Ах, как все это мне надоело и опротивело.
(сейчас и часто, – о хламе, рвущемся с улицы в дом: сторонние письма, просьбы о «рецензиях», еще просьбы почему-то об «устройстве на должность» и о прочтении «их рукописей»).
Почему-то мамин испуг был творческий, а мой испуг был парализованный. У нее испуг переходил во взрыв деятельности, притом целесообразной, у меня – в бессилие слез, отчаяние, писем (жалоба, рассказ).
Так была история ее с Шурой (поп, обморок, Мержеевский[40]) и история с приговором Анфимова[41] (открытие болезни в 1897 г. в Пятигорске): я повез ее через Военно-Грузинскую дорогу и в Крым «показать всю красоту мира», перед засыханием. Но никакого уменья борьбы. Чтобы «бороться», ведь нужно идти размеренным шагом: меня же трясло и я ложился как больной.

*-*-*

Задание 1 ▸
Ответьте по фрагменту об испуге на три вопроса:
(a) Что перечислено как хлам, рвущийся с улицы в дом?
(b) Во что переходил испуг мамы?
(c) Где и в каком году произошло открытие болезни?
Задание 2 ▸ Допишите следующую часть фрагмента об испуге, начав сразу после его последнего предложения.

Данные для локализации точек
*-*-*

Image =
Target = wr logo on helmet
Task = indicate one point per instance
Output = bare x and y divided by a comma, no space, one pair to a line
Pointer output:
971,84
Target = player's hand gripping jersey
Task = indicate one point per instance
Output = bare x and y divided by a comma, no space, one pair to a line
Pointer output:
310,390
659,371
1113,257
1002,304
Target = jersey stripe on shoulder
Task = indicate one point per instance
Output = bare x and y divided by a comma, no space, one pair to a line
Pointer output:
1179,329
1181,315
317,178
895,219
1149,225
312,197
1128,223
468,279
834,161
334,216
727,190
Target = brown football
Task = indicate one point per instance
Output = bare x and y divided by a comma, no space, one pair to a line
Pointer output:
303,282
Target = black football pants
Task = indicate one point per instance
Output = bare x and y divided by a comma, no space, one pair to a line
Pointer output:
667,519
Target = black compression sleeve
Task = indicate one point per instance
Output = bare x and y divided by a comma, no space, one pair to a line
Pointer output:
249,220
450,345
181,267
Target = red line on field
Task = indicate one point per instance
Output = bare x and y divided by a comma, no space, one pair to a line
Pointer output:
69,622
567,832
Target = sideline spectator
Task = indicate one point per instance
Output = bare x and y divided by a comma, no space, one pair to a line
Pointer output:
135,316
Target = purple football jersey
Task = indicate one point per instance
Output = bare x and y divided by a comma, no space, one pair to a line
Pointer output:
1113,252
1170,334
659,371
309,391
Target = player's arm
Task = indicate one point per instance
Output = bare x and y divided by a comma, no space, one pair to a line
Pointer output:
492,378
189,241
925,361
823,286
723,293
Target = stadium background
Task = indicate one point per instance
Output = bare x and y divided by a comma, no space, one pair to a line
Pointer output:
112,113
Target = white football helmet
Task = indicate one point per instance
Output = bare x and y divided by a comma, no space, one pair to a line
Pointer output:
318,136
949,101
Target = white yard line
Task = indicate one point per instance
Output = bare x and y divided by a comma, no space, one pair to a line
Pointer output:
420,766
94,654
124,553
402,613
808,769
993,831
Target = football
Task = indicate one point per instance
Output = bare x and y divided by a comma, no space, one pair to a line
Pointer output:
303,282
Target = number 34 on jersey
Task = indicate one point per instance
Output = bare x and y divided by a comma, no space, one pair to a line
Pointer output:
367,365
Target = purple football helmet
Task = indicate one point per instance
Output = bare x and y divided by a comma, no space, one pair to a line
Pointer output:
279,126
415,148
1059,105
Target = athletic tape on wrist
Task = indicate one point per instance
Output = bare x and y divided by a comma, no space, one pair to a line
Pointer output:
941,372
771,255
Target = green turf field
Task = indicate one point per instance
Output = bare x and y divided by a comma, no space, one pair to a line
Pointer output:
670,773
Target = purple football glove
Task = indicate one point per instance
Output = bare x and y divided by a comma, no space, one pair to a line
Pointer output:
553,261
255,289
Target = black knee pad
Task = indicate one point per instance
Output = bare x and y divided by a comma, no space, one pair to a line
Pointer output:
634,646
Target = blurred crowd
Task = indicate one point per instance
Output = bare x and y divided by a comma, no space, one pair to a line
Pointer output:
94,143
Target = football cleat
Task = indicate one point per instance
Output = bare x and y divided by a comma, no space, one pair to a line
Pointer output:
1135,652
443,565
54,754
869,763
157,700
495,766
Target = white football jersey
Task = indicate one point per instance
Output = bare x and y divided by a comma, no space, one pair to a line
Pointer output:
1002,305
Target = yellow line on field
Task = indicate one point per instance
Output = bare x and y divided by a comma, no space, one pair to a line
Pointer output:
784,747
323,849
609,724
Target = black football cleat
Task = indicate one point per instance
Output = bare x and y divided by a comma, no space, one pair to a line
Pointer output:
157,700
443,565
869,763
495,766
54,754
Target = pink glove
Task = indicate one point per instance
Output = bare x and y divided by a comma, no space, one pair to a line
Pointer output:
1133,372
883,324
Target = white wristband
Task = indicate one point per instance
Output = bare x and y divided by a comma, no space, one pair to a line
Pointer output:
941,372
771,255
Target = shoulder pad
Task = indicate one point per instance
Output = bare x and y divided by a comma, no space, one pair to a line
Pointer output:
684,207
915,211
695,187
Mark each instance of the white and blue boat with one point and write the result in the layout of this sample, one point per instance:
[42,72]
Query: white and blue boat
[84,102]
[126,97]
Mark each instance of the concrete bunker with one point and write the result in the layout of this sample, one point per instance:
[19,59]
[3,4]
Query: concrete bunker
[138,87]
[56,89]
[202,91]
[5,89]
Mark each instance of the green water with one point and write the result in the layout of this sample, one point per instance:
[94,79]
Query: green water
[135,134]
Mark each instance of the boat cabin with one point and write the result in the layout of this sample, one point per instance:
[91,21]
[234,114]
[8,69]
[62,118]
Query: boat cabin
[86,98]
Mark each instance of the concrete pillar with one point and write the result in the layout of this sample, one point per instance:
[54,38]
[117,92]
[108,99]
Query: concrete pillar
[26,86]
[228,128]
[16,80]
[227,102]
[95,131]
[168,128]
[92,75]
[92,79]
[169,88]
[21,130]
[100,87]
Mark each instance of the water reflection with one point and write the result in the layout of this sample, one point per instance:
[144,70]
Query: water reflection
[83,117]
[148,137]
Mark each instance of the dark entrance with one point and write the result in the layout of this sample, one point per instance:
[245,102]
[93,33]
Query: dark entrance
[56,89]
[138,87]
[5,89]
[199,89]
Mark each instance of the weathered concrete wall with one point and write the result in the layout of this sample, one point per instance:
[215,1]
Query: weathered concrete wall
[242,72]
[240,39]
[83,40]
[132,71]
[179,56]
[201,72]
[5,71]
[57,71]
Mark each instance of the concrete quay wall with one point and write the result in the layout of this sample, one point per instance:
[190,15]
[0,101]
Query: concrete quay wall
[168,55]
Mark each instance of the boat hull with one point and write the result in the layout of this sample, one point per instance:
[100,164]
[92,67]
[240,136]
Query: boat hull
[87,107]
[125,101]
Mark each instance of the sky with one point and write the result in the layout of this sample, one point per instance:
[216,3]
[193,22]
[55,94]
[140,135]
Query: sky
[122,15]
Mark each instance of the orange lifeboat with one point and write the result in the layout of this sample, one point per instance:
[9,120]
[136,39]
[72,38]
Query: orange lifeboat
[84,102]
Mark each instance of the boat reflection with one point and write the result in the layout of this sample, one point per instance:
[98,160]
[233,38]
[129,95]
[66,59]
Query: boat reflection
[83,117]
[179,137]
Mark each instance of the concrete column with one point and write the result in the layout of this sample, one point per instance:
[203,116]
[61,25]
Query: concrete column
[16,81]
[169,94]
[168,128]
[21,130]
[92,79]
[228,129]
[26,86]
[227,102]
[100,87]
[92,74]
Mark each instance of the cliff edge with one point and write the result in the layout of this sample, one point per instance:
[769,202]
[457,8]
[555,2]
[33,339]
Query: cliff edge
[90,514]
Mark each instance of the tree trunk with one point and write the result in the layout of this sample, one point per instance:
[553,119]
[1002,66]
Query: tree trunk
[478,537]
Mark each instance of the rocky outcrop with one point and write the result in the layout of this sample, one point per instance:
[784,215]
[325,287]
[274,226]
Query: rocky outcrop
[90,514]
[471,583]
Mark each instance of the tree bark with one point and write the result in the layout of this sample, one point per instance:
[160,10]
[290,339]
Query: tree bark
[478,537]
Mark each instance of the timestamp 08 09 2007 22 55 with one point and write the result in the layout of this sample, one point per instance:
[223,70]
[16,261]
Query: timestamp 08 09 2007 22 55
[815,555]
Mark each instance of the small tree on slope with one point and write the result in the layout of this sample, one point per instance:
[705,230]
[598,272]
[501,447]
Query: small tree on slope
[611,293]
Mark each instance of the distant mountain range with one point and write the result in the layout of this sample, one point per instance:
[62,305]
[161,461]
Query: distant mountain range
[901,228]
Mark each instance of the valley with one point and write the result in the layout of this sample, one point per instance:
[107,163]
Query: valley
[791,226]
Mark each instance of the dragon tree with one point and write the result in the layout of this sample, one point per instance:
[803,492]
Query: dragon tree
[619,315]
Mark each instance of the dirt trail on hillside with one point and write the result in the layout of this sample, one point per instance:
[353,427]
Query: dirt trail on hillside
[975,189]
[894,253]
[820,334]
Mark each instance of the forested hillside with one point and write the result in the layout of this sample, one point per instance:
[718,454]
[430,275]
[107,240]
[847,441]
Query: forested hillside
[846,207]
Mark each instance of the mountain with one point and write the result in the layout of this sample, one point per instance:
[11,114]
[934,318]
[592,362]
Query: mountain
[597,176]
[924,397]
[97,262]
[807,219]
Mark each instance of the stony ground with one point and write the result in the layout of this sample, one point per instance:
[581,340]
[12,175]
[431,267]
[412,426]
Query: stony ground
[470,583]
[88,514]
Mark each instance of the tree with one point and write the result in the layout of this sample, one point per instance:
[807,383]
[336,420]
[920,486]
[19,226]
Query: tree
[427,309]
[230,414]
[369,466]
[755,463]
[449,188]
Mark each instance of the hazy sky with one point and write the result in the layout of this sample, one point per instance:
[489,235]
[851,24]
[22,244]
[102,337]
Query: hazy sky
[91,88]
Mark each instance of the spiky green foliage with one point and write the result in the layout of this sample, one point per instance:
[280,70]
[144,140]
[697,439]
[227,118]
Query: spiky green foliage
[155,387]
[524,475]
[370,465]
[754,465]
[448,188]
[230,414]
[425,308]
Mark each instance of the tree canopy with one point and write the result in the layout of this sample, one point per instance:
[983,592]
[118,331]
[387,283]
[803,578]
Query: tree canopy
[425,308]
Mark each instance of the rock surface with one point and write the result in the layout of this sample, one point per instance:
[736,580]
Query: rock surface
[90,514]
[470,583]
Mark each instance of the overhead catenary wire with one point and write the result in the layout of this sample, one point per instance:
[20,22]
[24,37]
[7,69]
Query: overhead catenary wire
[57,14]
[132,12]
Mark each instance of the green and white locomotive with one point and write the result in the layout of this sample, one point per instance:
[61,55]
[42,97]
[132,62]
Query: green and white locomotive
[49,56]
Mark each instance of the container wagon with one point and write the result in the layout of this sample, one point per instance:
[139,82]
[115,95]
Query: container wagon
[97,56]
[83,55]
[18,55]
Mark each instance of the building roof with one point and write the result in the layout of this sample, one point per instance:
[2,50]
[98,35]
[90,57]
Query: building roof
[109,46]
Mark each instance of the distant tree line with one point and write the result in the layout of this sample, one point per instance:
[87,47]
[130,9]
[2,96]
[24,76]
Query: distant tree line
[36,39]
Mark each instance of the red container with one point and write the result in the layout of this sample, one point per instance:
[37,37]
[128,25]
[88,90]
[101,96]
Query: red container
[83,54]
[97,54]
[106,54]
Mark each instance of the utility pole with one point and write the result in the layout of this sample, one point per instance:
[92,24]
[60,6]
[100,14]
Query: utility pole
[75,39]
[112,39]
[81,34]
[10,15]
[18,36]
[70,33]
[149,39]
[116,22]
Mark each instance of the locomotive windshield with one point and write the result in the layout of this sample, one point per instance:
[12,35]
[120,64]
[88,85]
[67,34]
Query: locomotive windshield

*-*-*

Поле ответа 1 ▸
(a) Сторонние письма, просьбы о «рецензиях», просьбы об «устройстве на должность» и о прочтении «их рукописей».
(b) Во взрыв деятельности, притом целесообразной.
(c) В Пятигорске, в 1897 г.

Поле ответа 2 ▸
С выпученными глазами и облизывающийся – вот моя внешность. Некрасиво? И только чрезмерным усилием мог привести себя, на час на два в comme il faut[42].
«…дорого назначаете цену книгам». Но это преднамеренно: книга – не дешевка, не разврат, не пойло, которое заманивает «опустившегося человека». Не дева из цирка, которая соблазняет дешевизною.
Книгу нужно уважать: и первый этот знак – готовность дорого заплатить.
Затем, сказать ли, мои книги – лекарство, а лекарство вообще стоит дороже водки. И приготовление – сложнее, и вещества (душа, мозг) положены более ценные.
Бабушка звала ее «Санюшей», мы – «Шурой», но сама она никогда так не называла себя и не подписывалась на письмах. А – или «Аля», или сдержаннее – «А». Так звали ее подруги, начиная с поступления на французские курсы. Зеня и Марта, потом усиленно одна Зеня, потом долгие годы только Марта, потом – «Вера» и все залила «Женя» и наконец окончательно всех залила «Наташа». «Аля», «Алечка», «наша Аля», «моя Аля». Дети стали звать ее тоже «Алей» и «Алюсей».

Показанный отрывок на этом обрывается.